State how many lines of the listing below contain the string "tomato". Give only the number.

(Data listing)
☆ ☆ ☆ ☆ ☆ ☆ ☆
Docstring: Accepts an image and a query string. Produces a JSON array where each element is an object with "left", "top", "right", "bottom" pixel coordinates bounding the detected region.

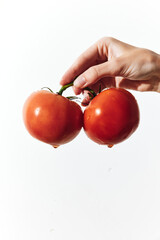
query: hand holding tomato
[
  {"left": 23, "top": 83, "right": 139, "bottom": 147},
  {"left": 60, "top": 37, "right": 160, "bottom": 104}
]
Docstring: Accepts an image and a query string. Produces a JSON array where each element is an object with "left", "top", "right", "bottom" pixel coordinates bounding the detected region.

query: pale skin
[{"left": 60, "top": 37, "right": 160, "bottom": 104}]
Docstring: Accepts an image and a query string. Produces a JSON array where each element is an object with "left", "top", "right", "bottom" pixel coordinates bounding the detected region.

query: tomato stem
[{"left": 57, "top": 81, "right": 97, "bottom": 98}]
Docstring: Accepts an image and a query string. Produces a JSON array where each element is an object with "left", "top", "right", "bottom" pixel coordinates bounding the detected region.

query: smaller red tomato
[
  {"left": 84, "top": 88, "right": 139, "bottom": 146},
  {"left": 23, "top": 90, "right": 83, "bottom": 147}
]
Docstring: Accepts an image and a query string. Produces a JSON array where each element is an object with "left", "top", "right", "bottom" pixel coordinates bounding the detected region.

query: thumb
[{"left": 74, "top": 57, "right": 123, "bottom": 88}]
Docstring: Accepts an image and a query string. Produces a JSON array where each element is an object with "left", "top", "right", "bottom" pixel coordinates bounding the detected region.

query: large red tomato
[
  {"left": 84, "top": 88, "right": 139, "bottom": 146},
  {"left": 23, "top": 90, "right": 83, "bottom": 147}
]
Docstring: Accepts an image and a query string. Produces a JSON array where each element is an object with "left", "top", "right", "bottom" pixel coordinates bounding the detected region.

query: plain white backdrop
☆ ☆ ☆ ☆ ☆ ☆ ☆
Response for this exercise: 4